→ **EXERCISE INSTRUCTIONS**:
- a) Answer these about the block compression discussion:
(i) What default Zlib level does the proposal set, and how long does compression take at that level?
(ii) Which setting turns compression off?
(iii) According to jonasschnelli, where should transmission compression happen?
- b) Please carry on the block compression discussion from its final comment, writing the next reply in the thread.

Compress Blocks before sending #6973

ptschip commented at 1:33 PM on November 9, 2015: contributor

Compress Blocks before sending achieves an average of 21% block compression.

When blocks are almost full and at the highest Zlib setting,level 9, there is an average 22% block compression and takes 0.19 seconds to compress. At level 6 (which has been set as the default) there is 21% block compression but only takes 0.09 seconds. Decompression is very fast in all cases averaging only 0.008 seconds.

NOTE: all block data used to gather these numbers was from mainnet and compression was done using a 4 year old laptop with a Celeron processor. (Current i7 processors are 8 times more powerful)

laanwj added the label P2P on Nov 9, 2015

ptschip force-pushed on Nov 9, 2015

paveljanik commented at 1:47 PM on November 9, 2015: contributor

Do we want this as a default protocol feature? Isn't it better to make it optional and use it only if available/announced?

paveljanik commented at 1:48 PM on November 9, 2015: contributor

https://www.cvedetails.com/vulnerability-list/vendor_id-72/product_id-1820/GNU-Zlib.html

ptschip commented at 1:54 PM on November 9, 2015: contributor

You can turn it off by setting -compressionlevel=0 , and it is backwardly compatible with nodes that do not support compression

On 09/11/2015 5:48 AM, paveljanik wrote:

Do we want this as a default protocol feature? Isn't it better to make it optional and use it only if available/announced?

— Reply to this email directly or view it on GitHub #6973 (comment).

in src/main.cpp:None in 7be5ee57bf outdated

 210 | @@ -208,6 +211,7 @@ namespace {
 211 |      set<int> setDirtyFileInfo;
 212 |  } // anon namespace
 213 |  
 214 | +

paveljanik commented at 2:00 PM on November 9, 2015:

This hunk can be removed.

in src/main.cpp:None in 7be5ee57bf outdated

4935 | @@ -4868,6 +4936,7 @@ bool ProcessMessages(CNode* pfrom)
4936 |              continue;
4937 |          }
4938 |  
4939 | +

paveljanik commented at 2:00 PM on November 9, 2015:

This hunk can be removed.

in src/main.h:None in 7be5ee57bf outdated

  82 | @@ -83,6 +83,8 @@ static const unsigned int DATABASE_WRITE_INTERVAL = 60 * 60;
  83 |  static const unsigned int DATABASE_FLUSH_INTERVAL = 24 * 60 * 60;
  84 |  /** Maximum length of reject messages. */
  85 |  static const unsigned int MAX_REJECT_MESSAGE_LENGTH = 111;
  86 | +/** 0 = no compression , 9 = maximum compression. */

paveljanik commented at 2:00 PM on November 9, 2015:

Please remove space before comma.

jonasschnelli commented at 2:09 PM on November 9, 2015: contributor

Compression/decompression before/after transmitting data through the internet in general is a good idea. Very likely the CPU costs is tiny,.. but it would be nice to see a benchmark of a node serving compressed blocks for IBD to another node.

Two things which moves this PR towards NACK territory for me:

adding transmission compression should happen in a different, deeper layer and should be independent from the used p2p command
compression should be optional (version bits?)

Maybe apache's mod_deflate could be a point of inspiration.

(Source records)
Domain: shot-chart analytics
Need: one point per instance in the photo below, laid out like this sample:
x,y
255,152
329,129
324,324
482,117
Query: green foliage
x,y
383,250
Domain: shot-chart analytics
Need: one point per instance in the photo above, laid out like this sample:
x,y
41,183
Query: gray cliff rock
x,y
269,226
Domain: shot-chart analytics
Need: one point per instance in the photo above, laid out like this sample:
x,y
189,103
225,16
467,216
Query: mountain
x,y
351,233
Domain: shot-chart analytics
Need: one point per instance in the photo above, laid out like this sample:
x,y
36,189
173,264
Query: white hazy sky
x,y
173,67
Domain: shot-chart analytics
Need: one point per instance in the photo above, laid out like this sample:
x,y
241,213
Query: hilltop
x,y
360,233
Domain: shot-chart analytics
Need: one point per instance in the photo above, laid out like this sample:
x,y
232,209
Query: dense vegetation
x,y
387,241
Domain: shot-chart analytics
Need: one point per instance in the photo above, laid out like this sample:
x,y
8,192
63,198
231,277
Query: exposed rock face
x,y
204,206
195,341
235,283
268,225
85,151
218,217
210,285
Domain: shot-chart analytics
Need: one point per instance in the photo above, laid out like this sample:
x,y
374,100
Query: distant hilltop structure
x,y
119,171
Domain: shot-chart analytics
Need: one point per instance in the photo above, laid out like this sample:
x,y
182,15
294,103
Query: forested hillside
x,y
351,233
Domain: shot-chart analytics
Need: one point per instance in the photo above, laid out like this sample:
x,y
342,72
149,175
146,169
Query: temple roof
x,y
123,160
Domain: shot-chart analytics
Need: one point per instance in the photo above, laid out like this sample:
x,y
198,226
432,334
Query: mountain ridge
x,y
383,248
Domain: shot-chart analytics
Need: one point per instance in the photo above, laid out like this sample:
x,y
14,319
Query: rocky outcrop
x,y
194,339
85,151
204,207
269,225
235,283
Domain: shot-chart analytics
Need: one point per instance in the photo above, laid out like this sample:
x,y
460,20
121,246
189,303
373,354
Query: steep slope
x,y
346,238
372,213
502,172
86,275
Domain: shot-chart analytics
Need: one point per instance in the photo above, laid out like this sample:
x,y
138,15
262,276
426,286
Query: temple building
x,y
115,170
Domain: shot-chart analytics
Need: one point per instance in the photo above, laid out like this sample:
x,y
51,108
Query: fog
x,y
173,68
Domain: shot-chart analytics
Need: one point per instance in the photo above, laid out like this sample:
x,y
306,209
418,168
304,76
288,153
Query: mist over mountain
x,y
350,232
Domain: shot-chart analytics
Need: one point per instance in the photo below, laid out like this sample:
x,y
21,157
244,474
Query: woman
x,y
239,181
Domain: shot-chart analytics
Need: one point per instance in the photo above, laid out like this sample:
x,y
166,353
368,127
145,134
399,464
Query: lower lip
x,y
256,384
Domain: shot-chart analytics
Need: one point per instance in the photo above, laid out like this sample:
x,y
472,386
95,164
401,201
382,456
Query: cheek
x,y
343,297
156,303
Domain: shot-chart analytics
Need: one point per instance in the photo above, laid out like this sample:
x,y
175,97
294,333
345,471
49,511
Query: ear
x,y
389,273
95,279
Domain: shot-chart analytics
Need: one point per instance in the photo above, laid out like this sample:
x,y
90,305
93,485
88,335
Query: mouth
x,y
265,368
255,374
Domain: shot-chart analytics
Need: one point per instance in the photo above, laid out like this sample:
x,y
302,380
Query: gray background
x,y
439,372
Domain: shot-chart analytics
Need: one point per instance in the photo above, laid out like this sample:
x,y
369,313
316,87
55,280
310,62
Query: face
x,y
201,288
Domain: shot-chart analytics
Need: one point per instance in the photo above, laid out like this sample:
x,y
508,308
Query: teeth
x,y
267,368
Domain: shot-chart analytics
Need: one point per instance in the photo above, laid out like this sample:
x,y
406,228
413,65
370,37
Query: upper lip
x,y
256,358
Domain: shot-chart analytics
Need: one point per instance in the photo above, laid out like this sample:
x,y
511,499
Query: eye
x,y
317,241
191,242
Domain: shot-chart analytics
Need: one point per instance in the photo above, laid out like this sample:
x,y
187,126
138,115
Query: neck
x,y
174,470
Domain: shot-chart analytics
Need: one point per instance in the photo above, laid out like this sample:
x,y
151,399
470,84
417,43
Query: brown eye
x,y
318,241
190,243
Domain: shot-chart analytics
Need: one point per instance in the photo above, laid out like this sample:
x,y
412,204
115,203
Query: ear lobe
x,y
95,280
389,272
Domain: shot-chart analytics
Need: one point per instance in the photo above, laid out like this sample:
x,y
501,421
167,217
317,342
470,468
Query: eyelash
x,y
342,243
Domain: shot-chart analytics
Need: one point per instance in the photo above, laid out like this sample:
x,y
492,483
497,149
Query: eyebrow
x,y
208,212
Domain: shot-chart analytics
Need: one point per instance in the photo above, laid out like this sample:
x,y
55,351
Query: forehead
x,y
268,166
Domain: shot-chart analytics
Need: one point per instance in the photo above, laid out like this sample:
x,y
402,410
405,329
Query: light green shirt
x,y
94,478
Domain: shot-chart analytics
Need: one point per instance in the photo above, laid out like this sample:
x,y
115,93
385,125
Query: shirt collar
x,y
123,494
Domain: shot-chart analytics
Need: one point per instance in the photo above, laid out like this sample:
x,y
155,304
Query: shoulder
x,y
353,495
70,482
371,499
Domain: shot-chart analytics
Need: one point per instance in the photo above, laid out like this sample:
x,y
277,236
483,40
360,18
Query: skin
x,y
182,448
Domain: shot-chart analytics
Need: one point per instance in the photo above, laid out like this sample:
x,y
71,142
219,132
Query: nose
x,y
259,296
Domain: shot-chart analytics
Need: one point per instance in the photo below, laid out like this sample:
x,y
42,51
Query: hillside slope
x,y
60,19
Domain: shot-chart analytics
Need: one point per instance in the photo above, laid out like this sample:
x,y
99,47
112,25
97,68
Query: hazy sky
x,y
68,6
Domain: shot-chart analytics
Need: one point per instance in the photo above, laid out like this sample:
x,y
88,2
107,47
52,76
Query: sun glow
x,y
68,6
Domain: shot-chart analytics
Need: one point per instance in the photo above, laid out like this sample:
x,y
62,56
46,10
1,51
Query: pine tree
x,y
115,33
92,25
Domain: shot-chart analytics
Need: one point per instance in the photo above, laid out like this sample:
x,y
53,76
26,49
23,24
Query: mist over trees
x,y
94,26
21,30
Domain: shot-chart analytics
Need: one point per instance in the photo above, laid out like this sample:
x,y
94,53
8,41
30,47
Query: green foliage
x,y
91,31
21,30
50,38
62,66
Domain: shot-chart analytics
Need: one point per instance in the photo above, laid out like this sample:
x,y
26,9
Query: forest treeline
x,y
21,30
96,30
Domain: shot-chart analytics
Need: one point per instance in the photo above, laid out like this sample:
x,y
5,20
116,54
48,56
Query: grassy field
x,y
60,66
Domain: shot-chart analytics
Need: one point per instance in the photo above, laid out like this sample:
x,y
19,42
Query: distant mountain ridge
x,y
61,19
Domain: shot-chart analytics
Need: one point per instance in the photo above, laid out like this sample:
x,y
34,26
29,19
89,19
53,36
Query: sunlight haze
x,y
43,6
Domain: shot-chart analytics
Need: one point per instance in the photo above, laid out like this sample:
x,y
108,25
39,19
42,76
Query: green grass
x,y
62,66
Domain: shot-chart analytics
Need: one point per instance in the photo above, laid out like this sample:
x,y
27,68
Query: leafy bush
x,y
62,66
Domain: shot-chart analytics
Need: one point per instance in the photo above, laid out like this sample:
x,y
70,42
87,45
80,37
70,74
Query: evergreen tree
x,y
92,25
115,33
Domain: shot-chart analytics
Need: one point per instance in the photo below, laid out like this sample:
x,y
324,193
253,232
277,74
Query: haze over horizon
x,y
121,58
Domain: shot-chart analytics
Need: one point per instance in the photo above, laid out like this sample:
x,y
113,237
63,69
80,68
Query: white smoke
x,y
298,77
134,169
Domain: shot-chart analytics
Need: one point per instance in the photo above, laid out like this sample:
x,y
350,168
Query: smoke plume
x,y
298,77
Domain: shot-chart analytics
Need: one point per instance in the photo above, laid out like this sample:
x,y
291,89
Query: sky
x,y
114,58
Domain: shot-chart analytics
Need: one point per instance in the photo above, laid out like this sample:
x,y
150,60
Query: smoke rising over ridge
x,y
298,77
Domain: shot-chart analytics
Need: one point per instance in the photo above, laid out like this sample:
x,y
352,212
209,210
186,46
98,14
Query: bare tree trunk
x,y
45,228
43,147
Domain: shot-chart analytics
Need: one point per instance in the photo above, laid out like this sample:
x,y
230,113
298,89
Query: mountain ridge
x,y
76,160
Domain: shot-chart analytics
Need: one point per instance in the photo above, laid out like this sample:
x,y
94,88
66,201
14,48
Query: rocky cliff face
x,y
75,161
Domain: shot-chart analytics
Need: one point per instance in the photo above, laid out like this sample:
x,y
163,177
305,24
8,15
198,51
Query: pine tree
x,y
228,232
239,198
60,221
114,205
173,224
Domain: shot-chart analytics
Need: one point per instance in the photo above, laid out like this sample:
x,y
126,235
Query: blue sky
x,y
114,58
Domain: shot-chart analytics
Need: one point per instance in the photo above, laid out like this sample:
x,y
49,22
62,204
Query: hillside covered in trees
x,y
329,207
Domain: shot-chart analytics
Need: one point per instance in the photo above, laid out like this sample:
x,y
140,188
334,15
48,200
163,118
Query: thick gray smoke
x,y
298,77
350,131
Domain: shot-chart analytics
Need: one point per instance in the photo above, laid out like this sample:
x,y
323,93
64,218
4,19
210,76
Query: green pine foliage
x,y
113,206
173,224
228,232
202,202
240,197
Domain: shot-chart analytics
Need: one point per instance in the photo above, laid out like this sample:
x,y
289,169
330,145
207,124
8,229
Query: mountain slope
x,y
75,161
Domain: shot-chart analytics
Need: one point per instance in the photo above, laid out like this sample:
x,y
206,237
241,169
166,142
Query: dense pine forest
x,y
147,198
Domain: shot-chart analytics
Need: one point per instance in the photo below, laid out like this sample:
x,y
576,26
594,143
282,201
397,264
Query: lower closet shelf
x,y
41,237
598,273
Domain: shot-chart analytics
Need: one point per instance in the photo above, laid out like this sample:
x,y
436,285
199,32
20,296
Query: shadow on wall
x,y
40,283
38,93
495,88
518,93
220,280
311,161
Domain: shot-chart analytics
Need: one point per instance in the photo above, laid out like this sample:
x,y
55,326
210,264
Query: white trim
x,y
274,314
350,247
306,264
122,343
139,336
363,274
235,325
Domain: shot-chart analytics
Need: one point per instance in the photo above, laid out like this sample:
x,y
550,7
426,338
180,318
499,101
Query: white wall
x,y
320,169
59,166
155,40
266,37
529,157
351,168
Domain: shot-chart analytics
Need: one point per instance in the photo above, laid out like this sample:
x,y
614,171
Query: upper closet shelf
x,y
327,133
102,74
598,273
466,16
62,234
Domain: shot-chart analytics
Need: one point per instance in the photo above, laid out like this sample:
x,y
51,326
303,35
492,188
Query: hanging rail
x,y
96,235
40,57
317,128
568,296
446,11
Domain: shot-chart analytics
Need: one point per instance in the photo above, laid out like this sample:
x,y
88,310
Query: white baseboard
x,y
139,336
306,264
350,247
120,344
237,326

→ **RESPONSES TO THE EXERCISE**:
- a)
(i) Level 6, taking 0.09 seconds.
(ii) -compressionlevel=0
(iii) In a different, deeper layer, independent of the p2p command used.

- b)
ptschip force-pushed on Nov 9, 2015

jmcorgan commented at 2:46 PM on November 9, 2015: contributor

Agree this capability should be advertised so it only comes into effect between mutually supporting nodes; also, even as-is it should default to compression level 0 to allow the node operator to turn on if desired. Concept ACK, implementation NACK.

ptschip force-pushed on Nov 9, 2015

ptschip commented at 3:42 PM on November 9, 2015: contributor

On 09/11/2015 6:10 AM, Jonas Schnelli wrote:

Compression/decompression before/after transmitting data through the internet I general is a good idea. Very likely the CPU costs is tiny,.. but it would be nice to see a benchmark of a node serving compressed blocks for IBD to another node.

I'll work on this. Currenlty my only benchmark is with a 600MB blockchain. Takes 3:47 to sync without compression and 1:25 with compression. However, those numbers are quite optomistic since the blocks in my blockchain, although full blocks, compress down very small.

Two things which moves this PR towards NACK territory for me:

adding transmission compression should happen in a different, deeper layer and should be independent from the used p2p command

Perhaps a good idea...I think the only place for it would be CDataStream....then we could do ss.compress(), ss.decompress(). I'll work on that.

compression should be optional (version bits?)

Compression is optional by setting -compressionlevel=0 (this bypasses compression entirely and uses the current code for block sending).

version bits? I'm not sure how that would make anything better. I was getting the remote nodes' protocol version during the handshake and using 70011 or higher to determine if nodes are accepting block compression or not.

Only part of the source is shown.